#### [EXERCISE PROMPT]
Which lines in the items below contain the word "white"? Show each of them in full, and treat uppercase and lowercase as different.

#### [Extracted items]
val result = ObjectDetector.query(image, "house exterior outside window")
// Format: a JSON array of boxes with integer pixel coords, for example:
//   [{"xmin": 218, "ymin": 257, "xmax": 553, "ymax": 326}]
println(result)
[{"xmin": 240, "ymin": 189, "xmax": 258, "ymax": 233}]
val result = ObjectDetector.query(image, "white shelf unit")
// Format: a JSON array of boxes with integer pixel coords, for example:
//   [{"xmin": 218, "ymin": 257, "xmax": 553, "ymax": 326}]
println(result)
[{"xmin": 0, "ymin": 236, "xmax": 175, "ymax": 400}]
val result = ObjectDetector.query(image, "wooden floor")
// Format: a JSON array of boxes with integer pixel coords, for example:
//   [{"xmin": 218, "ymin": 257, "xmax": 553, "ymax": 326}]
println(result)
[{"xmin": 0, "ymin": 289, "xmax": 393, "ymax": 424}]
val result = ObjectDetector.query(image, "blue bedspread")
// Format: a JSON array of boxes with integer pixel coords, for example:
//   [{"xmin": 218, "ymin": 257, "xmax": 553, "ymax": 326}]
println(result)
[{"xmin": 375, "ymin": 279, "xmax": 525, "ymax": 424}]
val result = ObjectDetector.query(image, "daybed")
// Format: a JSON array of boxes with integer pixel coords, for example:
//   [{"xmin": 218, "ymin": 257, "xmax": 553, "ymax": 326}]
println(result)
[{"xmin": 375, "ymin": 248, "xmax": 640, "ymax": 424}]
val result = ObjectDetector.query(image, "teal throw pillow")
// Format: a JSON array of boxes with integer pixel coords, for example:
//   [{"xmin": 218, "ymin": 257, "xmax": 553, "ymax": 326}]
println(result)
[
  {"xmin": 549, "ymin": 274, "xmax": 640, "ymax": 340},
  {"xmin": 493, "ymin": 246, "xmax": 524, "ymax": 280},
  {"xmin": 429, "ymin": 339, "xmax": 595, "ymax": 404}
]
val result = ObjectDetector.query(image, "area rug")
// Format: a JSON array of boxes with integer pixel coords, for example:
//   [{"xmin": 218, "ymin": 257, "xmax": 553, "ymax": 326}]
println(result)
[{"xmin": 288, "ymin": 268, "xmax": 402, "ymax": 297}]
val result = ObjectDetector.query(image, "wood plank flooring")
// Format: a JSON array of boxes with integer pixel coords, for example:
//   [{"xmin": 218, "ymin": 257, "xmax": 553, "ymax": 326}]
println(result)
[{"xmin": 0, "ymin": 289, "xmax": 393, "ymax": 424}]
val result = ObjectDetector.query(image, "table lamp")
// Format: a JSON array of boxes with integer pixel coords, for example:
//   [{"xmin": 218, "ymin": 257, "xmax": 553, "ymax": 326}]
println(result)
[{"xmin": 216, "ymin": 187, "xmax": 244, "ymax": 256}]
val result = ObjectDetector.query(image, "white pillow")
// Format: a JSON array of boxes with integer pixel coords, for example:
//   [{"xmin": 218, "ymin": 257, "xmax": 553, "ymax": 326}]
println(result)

#### [CORRECT RESPONSE]
val result = ObjectDetector.query(image, "white shelf unit")
val result = ObjectDetector.query(image, "white pillow")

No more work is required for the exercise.